Schreib den Text über falsche Schufa-Daten und das Scoring nach seinem letzten Satz weiter.

■ Quelle
--- --- ---

Abgesehen von dieser an der Realität und dem System des Scorings völlig vorbeigehenden Frage weist die Untersuchung beispielsweise auch zwei Prozent falsche Girokontennummern aus. Selbstverständlich ist es im größten Interesse der Schufa, dass alle notierten Informationen korrekt sind. Es dürfte jedoch jedem, der sich mit dem Scoring beschäftigt, klar sein, dass die Nummern von Girokonten oder Kreditkarten für die Berechnung von Scorewerten nicht herangezogen werden und an dieser Stelle irrelevant sind.

Welche Schufa-Daten sind nun tatsächlich falsch und welche Auswirkungen kann das auf das Scoring haben? Falsch wären Informationen, wenn Kreditverträge nie oder nicht in der notierten Form bestanden haben. Auch falsch wären Informationen zu Konten, die nicht mehr bestehen. Diese Fehler machen jedoch nur einen Teil der in der Untersuchung propagierten hohen Fehlerquote aus und könnten auf falschen Interpretationen beruhen. Häufig interpretieren Verbraucher Informationen zu Kreditanfragen bei der Schufa beispielsweise als eingemeldete bestehende Kredite. Informationen, die von Vertragspartnern nicht mitgeteilt wurden, sind in diesem Sinne nicht falsch, sondern unvollständig. Es ist ein stetiger Prozess, die Informationen zu vervollständigen und möglichst alle kreditrelevanten Daten von den Vertragspartnern zu bekommen.

--- --- ---

■ Material
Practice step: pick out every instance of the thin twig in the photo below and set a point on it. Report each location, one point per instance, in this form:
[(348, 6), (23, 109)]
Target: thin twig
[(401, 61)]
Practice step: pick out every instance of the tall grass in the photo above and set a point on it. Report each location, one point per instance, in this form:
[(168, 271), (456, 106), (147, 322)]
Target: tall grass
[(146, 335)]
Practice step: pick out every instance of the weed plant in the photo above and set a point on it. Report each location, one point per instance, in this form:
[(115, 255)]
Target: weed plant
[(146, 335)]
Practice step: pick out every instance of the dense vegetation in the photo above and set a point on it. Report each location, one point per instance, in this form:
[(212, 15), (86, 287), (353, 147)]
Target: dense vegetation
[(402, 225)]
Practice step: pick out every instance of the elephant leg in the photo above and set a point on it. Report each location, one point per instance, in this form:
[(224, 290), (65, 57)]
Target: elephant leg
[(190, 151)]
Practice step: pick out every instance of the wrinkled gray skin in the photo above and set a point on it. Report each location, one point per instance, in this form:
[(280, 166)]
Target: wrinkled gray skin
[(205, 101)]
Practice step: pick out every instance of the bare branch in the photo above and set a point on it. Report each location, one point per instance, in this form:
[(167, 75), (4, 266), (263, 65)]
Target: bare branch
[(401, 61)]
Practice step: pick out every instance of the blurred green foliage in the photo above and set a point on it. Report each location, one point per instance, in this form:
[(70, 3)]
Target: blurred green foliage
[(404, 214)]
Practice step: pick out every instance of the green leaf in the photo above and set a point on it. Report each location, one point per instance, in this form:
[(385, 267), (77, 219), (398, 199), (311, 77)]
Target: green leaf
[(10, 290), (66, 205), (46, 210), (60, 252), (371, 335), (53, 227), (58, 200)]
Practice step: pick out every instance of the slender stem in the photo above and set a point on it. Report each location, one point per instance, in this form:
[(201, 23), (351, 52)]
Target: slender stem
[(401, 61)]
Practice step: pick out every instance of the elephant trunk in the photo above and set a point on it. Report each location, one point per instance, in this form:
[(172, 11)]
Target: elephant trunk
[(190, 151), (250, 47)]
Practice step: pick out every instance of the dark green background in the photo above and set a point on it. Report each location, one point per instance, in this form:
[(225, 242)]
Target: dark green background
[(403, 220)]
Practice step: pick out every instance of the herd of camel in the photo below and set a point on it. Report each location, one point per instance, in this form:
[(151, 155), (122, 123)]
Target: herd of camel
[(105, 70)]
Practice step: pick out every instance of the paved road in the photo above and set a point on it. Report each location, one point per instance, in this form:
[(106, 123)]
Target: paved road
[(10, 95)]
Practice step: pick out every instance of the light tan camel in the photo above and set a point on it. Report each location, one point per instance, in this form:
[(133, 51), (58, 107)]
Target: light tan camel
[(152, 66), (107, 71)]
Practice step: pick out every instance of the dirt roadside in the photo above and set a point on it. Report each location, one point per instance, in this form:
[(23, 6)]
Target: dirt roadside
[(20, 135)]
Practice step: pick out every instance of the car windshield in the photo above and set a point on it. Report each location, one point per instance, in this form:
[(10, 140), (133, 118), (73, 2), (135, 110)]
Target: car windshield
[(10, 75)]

--- --- ---

■ Deine Antwort
Auf dem Portal www.meineschufa.de können Verbraucher ihre Daten einsehen und gegebenenfalls korrigieren lassen. Daten können auf Anregung der Verbraucher und nach Rücksprache mit den einmeldenden Banken ergänzt oder gelöscht werden. Unvollständige Daten werden sich im Lauf der Zeit verringern und stehen der sicheren Aussagekraft der Scorekarten nicht entgegen. Diese werden in Back-Tests permanent überprüft. Dabei ist erkennbar, dass die vorhergesagten Ausfallwahrscheinlichkeiten nahezu perfekt eintreffen. Die Prognosen sind stabil und zuverlässig. Darüber hinaus wurden im Rahmen der Basel-II-Implementierungen von der Bankaufsicht Scoresysteme von diversen Banken freigegeben, die Schufa-Scores beziehungsweise -Teilscores enthalten.

Im Sinne dieser Ausführungen wäre es wünschenswert, dass in Zukunft Untersuchungen durchgeführt werden, die das Thema Auskunfteien und Scoring mit Sachlichkeit und Tiefgang analysieren. Die schlagzeilenträchtige Publikation von fragwürdigen Zahlen dürfte auch nicht im Interesse des Verbraucherministeriums sein, denn sie führen zu nicht notwendiger Verunsicherung und stellen ohne Grund bewährte Systeme in Frage.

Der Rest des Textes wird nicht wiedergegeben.